Task instructions. Copy each of the following records word for word, leaving every line unchanged.

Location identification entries

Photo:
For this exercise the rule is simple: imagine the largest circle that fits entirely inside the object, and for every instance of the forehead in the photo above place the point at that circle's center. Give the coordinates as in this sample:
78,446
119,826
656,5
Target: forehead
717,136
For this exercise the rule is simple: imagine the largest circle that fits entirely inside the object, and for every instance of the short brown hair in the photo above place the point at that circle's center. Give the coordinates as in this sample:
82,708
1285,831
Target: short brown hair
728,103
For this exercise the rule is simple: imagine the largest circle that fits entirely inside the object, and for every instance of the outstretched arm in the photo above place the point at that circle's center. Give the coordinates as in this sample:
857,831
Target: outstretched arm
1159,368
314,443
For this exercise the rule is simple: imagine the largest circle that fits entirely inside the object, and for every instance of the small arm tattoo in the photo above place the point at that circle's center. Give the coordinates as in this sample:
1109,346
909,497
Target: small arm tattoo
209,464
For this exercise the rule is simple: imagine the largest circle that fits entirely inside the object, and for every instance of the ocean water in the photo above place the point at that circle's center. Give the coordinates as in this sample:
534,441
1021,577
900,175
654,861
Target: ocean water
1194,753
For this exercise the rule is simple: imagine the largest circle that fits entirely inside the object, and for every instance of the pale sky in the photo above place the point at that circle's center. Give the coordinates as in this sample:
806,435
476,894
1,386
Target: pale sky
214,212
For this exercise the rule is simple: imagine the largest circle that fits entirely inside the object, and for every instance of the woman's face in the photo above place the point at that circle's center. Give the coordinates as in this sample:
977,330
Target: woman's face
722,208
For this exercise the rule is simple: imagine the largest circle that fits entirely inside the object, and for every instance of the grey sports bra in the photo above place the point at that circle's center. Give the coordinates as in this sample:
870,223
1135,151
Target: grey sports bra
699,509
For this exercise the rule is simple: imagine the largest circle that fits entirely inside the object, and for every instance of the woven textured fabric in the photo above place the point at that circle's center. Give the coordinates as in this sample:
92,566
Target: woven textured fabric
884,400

Exercise output.
Photo:
For this exercise the rule is simple: imagine the largest circle that fits entirely inside the object, and for every instance of the forehead in the photo above place the point at that circle's center. Give the coordinates as in this sample:
78,446
119,826
656,5
Target: forehead
717,136
For this exercise the rule is simple: imagine the largest circle that fits entirely inside the object, and for every instance of the short brown hair in the photo above place the point at that circle's center. Give the coordinates as in this sample:
82,708
1285,831
Target: short brown hair
728,103
For this exercise the rule is simple: imagine the largest circle that fits entirely inside the object, and for every instance of the outstretched arm in the photo above place the point at that circle's center. Give the coordinates as in this sample:
857,831
Target: outstretched arm
1159,368
314,443
For this exercise the rule is simple: imagine the largest circle that fits entirely inside the object, and for every instance of the small arm tattoo in the photo above place the point at that circle's center. Give the coordinates as in this sample:
1109,346
909,497
Target: small arm tattoo
209,464
For this exercise the rule is simple: imagine the largest circle that fits entirely inside the object, and for every instance of the ocean water in the photo above place the point at that circle's center. Give the coordinates as in this sample:
534,441
1021,577
900,175
654,861
Target: ocean water
1194,753
For this exercise the rule is simple: imagine the largest circle that fits entirely inside the object, and for every instance of the pale sky in the photo above place the point at that circle's center. Give the coordinates as in this sample:
806,435
476,894
1,386
Target: pale sky
214,212
For this exercise the rule is simple: imagine the largest circle that fits entirely inside the object, and for every instance of the woman's face in the photo above place the point at that circle's center. Give the coordinates as in this sample:
977,330
Target: woman's face
722,208
For this exercise the rule is simple: imagine the largest circle that fits entirely inside the object, and for every instance of the grey sports bra in the photo above place the point at that circle's center. Give the coordinates as in this sample:
870,223
1135,151
Target: grey sports bra
699,509
For this exercise the rule is simple: imagine the largest circle that fits entirely inside the object, and for every instance of the woven textured fabric in the photo above place the point at that circle's center. Give the coordinates as in this sample:
92,566
Target: woven textured fabric
884,400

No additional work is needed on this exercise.